Provided text:

TITAN V max clock speed locked to 1,335 Mhz and underperforms TITAN Xp (Ubuntu 16.04, nvidia 390 & 396)

tkdrlf9202 · June 27, 2018, 11:37am

Hi, I have a question regarding to a clock speed behavior of TITAN V in ubuntu 16.04.
We’ve recently built an 8x TITAN V GPU server for running machine learning frameworks (TensorFlow, PyTorch, Keras) from supermicro and installed ubuntu 16.04, and nvidia-390 (390.64) from apt repository. CUDA 9.0 is installed (.deb installation method) with all 3 performance patches included.

The TITAN V oddly underperforms the TITAN Xp (desktop devbox, same OS & driver setup). The reason was that the TITAN V clock speed is locked to 1,335 Mhz and does not go up any higher.
We expected that the clock maxes out at 1,912 Mhz (official max clock) and progressively goes down as the temperature increases, but it was not the case.

However, our TITAN Xp devbox hits the official max 1,911 Mhz and stays around 1,800 Mhz with ~80c temp, so the CUDA codes we run (machine learning models) perform about 30% faster in the TITAN Xp system.

Is the behavior of TITAN V by design? The thermal issue is not the case here because the supermicro chassis keeps all 8 GPUs under 70c, and the clock is still 1,335 Mhz at ~40c range. We’ve also tested with gpu_burn http://wili.cc/blog/gpu-burn.html with the same issue.

Switching the driver from nvidia-390 (390.64) to nvidia-396 (396.24.02) did not changed the behavior. Manually setting the clock by

sudo nvidia-smi -ac 850, 1912

applies, but the actual clock is still capped at 1,335 Mhz.
The power usage can only hit 60~70 % of TDP (250W), while the TITAN Xp frequently hits over 250W.

The difference of the two systems is that the TITAN V server display is connected to the VGA port of supermicro motherboard, and the TITAN Xp devbox display is connected to the HDMI port of the GPU itself (installed in ASUS X99-E WS motherboard)

Would it be a driver-related problem or the expected boost clock policy? Any guidance would be appreciated. I suspect that CUDA version issue is less likely because 2 independent tests (TensorFlow code using System-installed CUDA 9.0, PyTorch code using anaconda environment with the bundled CUDA 9.1) got the same results.

Complete the following:
(a) Can you sum up the TITAN V clock speed post in two sentences?
(b) Could you extend the TITAN V clock speed post beyond its final sentence?

Excerpts of annotation records:

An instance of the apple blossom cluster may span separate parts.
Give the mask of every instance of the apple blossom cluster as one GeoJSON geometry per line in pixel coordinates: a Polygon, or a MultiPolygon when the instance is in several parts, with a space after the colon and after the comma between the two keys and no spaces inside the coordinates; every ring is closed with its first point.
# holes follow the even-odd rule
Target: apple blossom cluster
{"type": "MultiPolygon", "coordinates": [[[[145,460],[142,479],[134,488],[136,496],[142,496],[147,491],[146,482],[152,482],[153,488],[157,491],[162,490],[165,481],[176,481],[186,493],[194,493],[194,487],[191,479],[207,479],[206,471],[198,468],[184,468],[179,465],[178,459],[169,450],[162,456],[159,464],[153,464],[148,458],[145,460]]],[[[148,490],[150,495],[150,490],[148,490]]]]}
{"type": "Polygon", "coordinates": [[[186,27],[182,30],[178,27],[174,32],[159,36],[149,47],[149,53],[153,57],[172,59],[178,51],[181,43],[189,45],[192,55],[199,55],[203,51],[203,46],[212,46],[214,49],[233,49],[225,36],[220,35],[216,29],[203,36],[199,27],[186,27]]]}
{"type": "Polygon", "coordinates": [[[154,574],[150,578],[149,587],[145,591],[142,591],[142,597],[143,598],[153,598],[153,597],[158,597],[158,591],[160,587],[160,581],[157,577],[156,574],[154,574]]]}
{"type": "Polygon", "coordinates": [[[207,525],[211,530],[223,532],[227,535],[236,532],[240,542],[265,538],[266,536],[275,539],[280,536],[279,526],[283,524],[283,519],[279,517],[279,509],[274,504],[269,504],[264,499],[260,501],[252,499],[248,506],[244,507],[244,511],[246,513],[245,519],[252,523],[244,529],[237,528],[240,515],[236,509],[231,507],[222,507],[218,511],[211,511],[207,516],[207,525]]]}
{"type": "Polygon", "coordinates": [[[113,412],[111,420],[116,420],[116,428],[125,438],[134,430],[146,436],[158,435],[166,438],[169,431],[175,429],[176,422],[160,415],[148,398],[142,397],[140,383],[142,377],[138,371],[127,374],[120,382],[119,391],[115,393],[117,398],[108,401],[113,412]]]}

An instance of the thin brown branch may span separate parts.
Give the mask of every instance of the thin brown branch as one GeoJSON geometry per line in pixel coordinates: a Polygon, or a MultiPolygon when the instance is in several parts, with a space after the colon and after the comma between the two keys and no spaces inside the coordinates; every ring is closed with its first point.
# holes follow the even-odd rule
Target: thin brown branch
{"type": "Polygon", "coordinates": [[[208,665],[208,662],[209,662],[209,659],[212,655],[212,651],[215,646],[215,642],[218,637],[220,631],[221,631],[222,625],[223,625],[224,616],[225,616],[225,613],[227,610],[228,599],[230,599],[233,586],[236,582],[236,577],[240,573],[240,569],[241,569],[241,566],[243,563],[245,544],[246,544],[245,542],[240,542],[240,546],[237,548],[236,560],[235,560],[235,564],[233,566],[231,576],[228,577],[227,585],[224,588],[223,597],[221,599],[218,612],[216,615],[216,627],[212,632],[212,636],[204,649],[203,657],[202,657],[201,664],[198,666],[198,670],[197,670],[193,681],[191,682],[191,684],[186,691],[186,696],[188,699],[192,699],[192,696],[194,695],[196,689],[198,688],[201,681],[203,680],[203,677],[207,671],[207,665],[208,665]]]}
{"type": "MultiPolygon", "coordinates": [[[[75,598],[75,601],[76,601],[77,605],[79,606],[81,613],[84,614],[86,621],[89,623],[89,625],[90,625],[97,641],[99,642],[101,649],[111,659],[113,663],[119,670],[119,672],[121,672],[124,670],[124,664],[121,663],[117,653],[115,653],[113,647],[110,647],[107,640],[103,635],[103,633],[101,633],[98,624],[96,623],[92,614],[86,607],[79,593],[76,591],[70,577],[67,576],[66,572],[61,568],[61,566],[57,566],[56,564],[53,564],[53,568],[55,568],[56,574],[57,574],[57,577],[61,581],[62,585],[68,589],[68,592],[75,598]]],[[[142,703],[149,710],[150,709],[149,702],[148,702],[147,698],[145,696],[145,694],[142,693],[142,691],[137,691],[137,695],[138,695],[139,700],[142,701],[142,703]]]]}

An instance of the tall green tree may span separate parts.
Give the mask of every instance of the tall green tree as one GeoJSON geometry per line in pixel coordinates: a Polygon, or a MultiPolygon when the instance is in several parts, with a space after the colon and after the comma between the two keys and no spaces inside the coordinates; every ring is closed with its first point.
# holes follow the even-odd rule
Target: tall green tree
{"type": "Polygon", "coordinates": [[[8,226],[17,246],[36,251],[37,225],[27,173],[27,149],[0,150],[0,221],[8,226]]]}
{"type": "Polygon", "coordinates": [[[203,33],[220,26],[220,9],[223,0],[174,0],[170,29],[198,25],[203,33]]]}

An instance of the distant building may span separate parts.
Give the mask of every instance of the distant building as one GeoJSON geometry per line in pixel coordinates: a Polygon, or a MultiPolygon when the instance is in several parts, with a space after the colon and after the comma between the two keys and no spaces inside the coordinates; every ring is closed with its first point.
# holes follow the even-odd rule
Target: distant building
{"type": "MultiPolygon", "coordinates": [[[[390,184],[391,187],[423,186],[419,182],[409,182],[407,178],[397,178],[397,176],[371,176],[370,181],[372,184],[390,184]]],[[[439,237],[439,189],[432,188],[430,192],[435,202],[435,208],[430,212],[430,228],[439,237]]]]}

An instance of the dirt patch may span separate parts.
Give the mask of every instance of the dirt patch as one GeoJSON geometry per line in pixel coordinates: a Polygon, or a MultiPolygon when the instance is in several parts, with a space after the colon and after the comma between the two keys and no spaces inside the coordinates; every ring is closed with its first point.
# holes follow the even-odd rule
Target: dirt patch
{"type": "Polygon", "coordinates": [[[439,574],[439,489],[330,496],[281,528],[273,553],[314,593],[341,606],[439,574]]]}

Results of the tasks:
(a) An 8x TITAN V server running Ubuntu 16.04 with nvidia-390 has its clock locked at 1,335 Mhz, so it underperforms a TITAN Xp devbox with the same OS and driver setup, which hits 1,911 Mhz and runs the same machine learning code about 30% faster. Temperature is not the cause, and neither switching to nvidia-396 nor setting the clock manually with nvidia-smi lifted the cap, so the poster asks whether this is a driver problem or the expected boost clock policy.

(b)
Attatched nvidia bug report log of the TITAN V system and 2 pictures from the two systems with a command

nvidia-smi -q

I also find that this issue is relevant to https://devtalk.nvidia.com/default/topic/1028063/?comment=5229233.

nvidia-bug-report.log.gz (375 KB)

generix · June 27, 2018, 12:11pm

Please put the Titans under load and rerun nvidia-bug-report.sh

tkdrlf9202 · June 27, 2018, 12:30pm

Attached the new nvidia-bug-report while running gpu_burn (and also screenshot)
nvidia-bug-report.log.gz (424 KB)

generix · June 27, 2018, 2:06pm

Ok, the Titan V stays in performance state P2.
Starting with Pascal, nvidia enforced a driver policy for consumer cards to reach only P2 on plain cuda workloads, the maximum P0 only on graphics workloads.
The Titans being “prosumer” cards it’s a bit puzzling why this policy now is also enforced on the Volta but not the Pascal. So technically everything is allright and only nvidia staff could give answers about policy (NDA required, possibly).

tkdrlf9202 · June 27, 2018, 2:51pm

Yes, I’m also aware that the Geforce & TITAN cards (from Pascal) only allows up to P2 state (our P100 & V100 SXM2 (NV-Link) machines can reach P0). What is more puzzling to me is that the 3x TITAN Xp devbox machine (with X99 motherboard and i7-6850K CPU) is capable of maxing out the maximum boost clock speed on CUDA ops (~1900 Mhz, Just like running graphics ops (like 3D games) in Windows, for example), resulting in a real-world ML models actually running faster in TITAN Xp than TITAN V. This is a normal FP32 CUDA ops though. For what is worth, we haven’t tested a FP16 performance (using TITAN V’s Tensor Core) yet.

I’ve additionally attatched the nvidia-bug-report from the TITAN Xp devbox while running real-world TF & PyTorch python codes (GPU:0 runs around 1400Mhz due to a thermal limit. Others (GPU:1 & :2) runs at near max clock speed due to a lighter workload. All P2 perf state.)

If this is indeed the turbo boost 3.0 clock policy of CUDA ops of Pascal vs. Volta, What would be the point of TITAN V if the FP32 CUDA perf is this crippled?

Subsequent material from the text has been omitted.